## TEXT SEGMENT:

I have suffered from food poisoning. For those of you who are good sensible folk with sensitive stomachs who would prefer not to know the details of my intestinal sufferings I would recommend that you skip this entry.
Lasty the language is a bit colorful so please understand this and do not take offense if you read this. There I have fulfilled my duty.
Those of you still reading I give you two thumbs up, you’re my kinda people. As Dave Mathews says, “There are two kinds of people in this world, those who look after they wipe and those who don’t.” Welcome aboard.
The past 36 hrs have been quite an experience. I would describe them as the “The flaming hot ass magma porridge craps from the depths of hell”
It started out with me eating a piece of chicken at around 11pm after getting spanked playing dominoes. I ate a room temperature piece of home raised chicken. First of all I should have known to NEVER eat chicken that’s room temperature, it should be either cold from the frig or hot from the stove.
So around 6am I woke up covered in sweat. I was thirstier then hippo stranded in the Sahara. I took out a two liter bottle of partially frozen water and drank the entire thing until my stomach was stretched out like pregnant women.
I went back to sleep for about an hour when I awakened with the nauseated feeling that I was going to vomit. I made it to the bathroom and chucked so hard I actually defecated in my pants at the same time. That was special I have never had that happen. So there I am with my head in the toilet, one hand on the toilet handle, the other holding a roll of TP, my shorts down to my ankles while a wet spot of diarrhea dripped down the back of my leg because I was still vomiting so hard I could not clean myself.
Well I cleaned myself up again feeling better and went to training, it was about 30 min into class when I knew I needed to get home before I had a blowout. I huffed home crossing the backstreets pushing goats out of my way and clenching my cheeks praying to get home before Mr Hanky made an early Christmas visit.

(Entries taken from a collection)
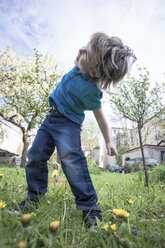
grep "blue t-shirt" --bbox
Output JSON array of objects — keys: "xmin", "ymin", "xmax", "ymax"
[{"xmin": 49, "ymin": 66, "xmax": 102, "ymax": 125}]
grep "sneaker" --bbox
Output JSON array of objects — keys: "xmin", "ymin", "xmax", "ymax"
[
  {"xmin": 83, "ymin": 210, "xmax": 104, "ymax": 228},
  {"xmin": 8, "ymin": 198, "xmax": 38, "ymax": 215}
]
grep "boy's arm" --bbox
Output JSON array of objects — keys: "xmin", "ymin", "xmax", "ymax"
[{"xmin": 93, "ymin": 108, "xmax": 117, "ymax": 157}]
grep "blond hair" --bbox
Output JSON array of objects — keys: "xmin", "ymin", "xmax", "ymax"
[{"xmin": 90, "ymin": 33, "xmax": 136, "ymax": 89}]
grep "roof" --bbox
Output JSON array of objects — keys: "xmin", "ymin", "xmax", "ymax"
[{"xmin": 123, "ymin": 142, "xmax": 165, "ymax": 154}]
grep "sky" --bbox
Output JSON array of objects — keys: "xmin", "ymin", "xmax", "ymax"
[{"xmin": 0, "ymin": 0, "xmax": 165, "ymax": 127}]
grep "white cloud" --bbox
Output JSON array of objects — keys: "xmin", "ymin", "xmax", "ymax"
[{"xmin": 0, "ymin": 0, "xmax": 165, "ymax": 81}]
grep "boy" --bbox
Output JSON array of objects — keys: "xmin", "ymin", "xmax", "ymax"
[{"xmin": 9, "ymin": 33, "xmax": 136, "ymax": 227}]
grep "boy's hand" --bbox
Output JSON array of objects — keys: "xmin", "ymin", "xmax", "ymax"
[{"xmin": 106, "ymin": 142, "xmax": 118, "ymax": 159}]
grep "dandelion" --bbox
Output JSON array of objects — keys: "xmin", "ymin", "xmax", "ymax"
[
  {"xmin": 0, "ymin": 201, "xmax": 7, "ymax": 208},
  {"xmin": 102, "ymin": 225, "xmax": 109, "ymax": 232},
  {"xmin": 17, "ymin": 241, "xmax": 27, "ymax": 248},
  {"xmin": 113, "ymin": 209, "xmax": 130, "ymax": 218},
  {"xmin": 49, "ymin": 220, "xmax": 60, "ymax": 234},
  {"xmin": 21, "ymin": 214, "xmax": 33, "ymax": 227},
  {"xmin": 128, "ymin": 199, "xmax": 133, "ymax": 204},
  {"xmin": 110, "ymin": 224, "xmax": 117, "ymax": 232}
]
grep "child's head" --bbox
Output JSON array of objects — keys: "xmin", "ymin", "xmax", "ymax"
[{"xmin": 75, "ymin": 33, "xmax": 136, "ymax": 89}]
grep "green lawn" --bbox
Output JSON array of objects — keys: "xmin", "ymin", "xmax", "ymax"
[{"xmin": 0, "ymin": 165, "xmax": 165, "ymax": 248}]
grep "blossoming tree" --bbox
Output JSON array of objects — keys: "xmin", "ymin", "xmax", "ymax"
[
  {"xmin": 0, "ymin": 47, "xmax": 61, "ymax": 167},
  {"xmin": 109, "ymin": 67, "xmax": 165, "ymax": 186}
]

## QUESTIONS TO ANSWER:
(A) Duplicate the part of the food poisoning account that opens with the words containing "It started out" and closes with "from the stove.".
(B) Answer these questions from the food poisoning account:
(i) At about what time did the writer eat the piece of chicken?
(ii) What did the writer drink after waking up at around 6am?
(iii) What animals did the writer push aside on the way home from training?

## ANSWERS FOR THE TASKS:
(A)
It started out with me eating a piece of chicken at around 11pm after getting spanked playing dominoes. I ate a room temperature piece of home raised chicken. First of all I should have known to NEVER eat chicken that’s room temperature, it should be either cold from the frig or hot from the stove.

(B)
(i) Around 11pm.
(ii) An entire two liter bottle of partially frozen water.
(iii) Goats.